#### Source records
---+---
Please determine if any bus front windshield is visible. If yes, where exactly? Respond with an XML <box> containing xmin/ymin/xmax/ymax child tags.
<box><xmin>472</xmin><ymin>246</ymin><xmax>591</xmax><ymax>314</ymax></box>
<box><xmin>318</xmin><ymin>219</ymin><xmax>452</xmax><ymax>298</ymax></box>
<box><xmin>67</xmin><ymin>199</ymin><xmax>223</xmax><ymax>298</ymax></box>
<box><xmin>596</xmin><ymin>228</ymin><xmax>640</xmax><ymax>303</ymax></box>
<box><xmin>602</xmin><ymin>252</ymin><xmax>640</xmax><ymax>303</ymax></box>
---+---
Write out all the records above again, swapping "front windshield" for "windscreen" and leaving everything else unchanged.

Please determine if any bus windscreen is visible. If yes, where exactly? Respond with an XML <box> containing xmin/ymin/xmax/ymax child tags.
<box><xmin>472</xmin><ymin>246</ymin><xmax>591</xmax><ymax>314</ymax></box>
<box><xmin>318</xmin><ymin>219</ymin><xmax>452</xmax><ymax>298</ymax></box>
<box><xmin>67</xmin><ymin>199</ymin><xmax>223</xmax><ymax>298</ymax></box>
<box><xmin>596</xmin><ymin>228</ymin><xmax>640</xmax><ymax>303</ymax></box>
<box><xmin>602</xmin><ymin>252</ymin><xmax>640</xmax><ymax>303</ymax></box>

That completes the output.